## EXTRACTED TEXT

══════

The wind continued to howl and we put another anchor out using the dinghy.  This was probably a mistake as getting both up was a nightmare that ended up with Annabelle and myself emptying tanks of air this morning recovering our second anchor from under a coral boulder.  I had already emptied one yesterday clearing the mess of nylon that was the rode for one anchor and the snubber for the other.  We had to do all this as mid morning we got a report that  the wind was forecast, ha ha, to go round to the north again.  This would have put us back on the reef. It was thirteen hours from start to finish.  The radio told us that we were not alone in having an unpleasant time of things.
 
I am sure you are all totally confused by now so I will stop.  It is the day after the aforementioned goings on and we have met some delightful local girls who sold my girls some black pearls.  The girl who did this is in fact the daughter of one Gaston with whom Hugh Marriott went diving when he was here with Tacit in the early nineties  We have tentatively organised to go snorkelling or diving on a pearl farm but have not yet been ashore due to heavy rain.  Life in paradise is many faceted.  However two things are certain there are always things to learn at sea and the locals here appear to be a much friendlier breed than those of the Marquesas.  More will follow in a few days when hopefully we will have seen a lot of the good things about coral atolls.
The girls have just come back from a shore trip and met amongst others the local doctor.  He told them that last night was the worst onshore wind they had had here since 1996.
Happy times from
Nordlys and her crew
 
The mate on watch, mid Pacific, as photographed by the crew!
 
Said crew is demanding her own paragraph, who am I to dare refusal!
 
Normally David writes the web diary and suggestions are made by Annette and I.  On this occasion I feel that David himself deserves a special mention.  Throughout the thirteen hours, the first few of which  were extremely tense,  David was absolutely superb.  In a situation when we were all aware of what could result from a slight mistake he was calm and patient.  Even when exhausted at the end of the saga he emerged grinning from his last dive brandishing a large oyster.  Unfortunately it contained no treasure!

══════

## INPUT DATA
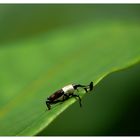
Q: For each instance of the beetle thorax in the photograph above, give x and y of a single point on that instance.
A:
(69, 89)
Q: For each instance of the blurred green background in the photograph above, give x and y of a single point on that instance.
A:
(113, 107)
(23, 21)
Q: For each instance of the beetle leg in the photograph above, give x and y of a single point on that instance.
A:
(48, 104)
(74, 95)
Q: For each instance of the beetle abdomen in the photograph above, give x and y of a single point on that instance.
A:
(56, 95)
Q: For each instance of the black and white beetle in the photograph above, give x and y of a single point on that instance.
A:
(65, 93)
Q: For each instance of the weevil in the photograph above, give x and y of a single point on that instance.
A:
(67, 92)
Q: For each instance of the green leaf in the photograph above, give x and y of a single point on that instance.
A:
(33, 69)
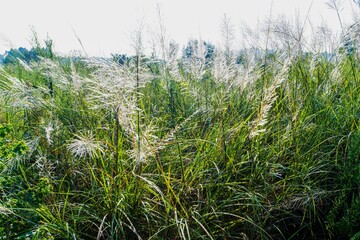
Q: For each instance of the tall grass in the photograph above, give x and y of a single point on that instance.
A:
(169, 148)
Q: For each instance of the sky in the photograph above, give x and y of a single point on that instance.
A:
(106, 26)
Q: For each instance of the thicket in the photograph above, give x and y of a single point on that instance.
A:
(261, 145)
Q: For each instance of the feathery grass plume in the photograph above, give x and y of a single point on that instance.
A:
(20, 94)
(52, 70)
(224, 70)
(84, 145)
(258, 125)
(194, 62)
(168, 48)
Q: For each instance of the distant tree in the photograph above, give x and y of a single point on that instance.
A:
(192, 49)
(119, 58)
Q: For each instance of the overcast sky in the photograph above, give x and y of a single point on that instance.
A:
(105, 26)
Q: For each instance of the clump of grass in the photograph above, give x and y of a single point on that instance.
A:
(260, 143)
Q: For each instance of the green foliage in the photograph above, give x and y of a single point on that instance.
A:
(142, 148)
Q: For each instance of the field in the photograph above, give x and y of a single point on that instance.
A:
(257, 143)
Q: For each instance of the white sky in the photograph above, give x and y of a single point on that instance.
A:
(105, 26)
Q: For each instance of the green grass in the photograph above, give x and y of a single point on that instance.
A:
(92, 149)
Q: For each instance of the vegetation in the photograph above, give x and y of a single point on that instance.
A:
(214, 145)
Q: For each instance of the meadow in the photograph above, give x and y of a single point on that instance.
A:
(257, 143)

══════

## TASK A
List every person named in the web diary.
## TASK B
Say whether each statement agrees with the web diary, answering yes or no and quoting the words that decide it: (i) The anchor work took thirteen hours in total. (ii) The oyster David brought up held a pearl. (iii) The local doctor called last night's onshore wind the worst since 1996.
## TASK C
According to the web diary, what did the local girls sell to the writer's girls?

## WRITTEN ANSWER A
Annabelle, Gaston, Hugh Marriott, David, Annette

## WRITTEN ANSWER B
(i) Yes: "It was thirteen hours from start to finish."
(ii) No: "Unfortunately it contained no treasure!"
(iii) Yes: "He told them that last night was the worst onshore wind they had had here since 1996."

## WRITTEN ANSWER C
Some black pearls.